Exercise objective: Filter these entries down to lines holding "uniform".

Stored data entries:
[Start of Attachment]

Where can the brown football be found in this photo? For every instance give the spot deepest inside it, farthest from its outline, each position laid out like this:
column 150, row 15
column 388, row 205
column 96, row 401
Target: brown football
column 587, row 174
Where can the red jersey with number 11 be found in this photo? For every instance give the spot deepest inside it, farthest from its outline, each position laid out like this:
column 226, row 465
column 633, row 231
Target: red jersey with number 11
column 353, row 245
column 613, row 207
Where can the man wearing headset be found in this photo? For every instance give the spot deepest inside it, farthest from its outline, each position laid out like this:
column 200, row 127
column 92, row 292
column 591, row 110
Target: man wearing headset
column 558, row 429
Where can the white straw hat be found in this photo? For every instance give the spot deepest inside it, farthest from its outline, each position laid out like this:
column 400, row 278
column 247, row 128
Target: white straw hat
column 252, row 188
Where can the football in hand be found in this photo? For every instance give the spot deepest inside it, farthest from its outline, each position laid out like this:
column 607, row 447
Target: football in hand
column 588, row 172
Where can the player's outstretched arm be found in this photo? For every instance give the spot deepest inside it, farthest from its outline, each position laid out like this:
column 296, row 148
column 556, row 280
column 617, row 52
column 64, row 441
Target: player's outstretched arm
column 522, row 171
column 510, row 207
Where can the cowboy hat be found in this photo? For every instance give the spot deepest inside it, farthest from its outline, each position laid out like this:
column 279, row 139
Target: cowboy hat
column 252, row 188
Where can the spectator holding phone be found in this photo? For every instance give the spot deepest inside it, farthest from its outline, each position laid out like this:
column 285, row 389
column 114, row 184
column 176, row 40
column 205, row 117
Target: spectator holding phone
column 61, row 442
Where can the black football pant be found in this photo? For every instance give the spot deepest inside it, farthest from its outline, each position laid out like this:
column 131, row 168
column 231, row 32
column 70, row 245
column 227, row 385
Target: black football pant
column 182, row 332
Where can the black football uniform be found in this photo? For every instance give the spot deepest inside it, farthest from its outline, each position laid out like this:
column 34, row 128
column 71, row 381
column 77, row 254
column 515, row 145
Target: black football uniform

[End of Attachment]

The completed task:
Where can the black football uniform be found in this photo? For every instance give the spot deepest inside it, farthest from its outline, each position laid out like this:
Target: black football uniform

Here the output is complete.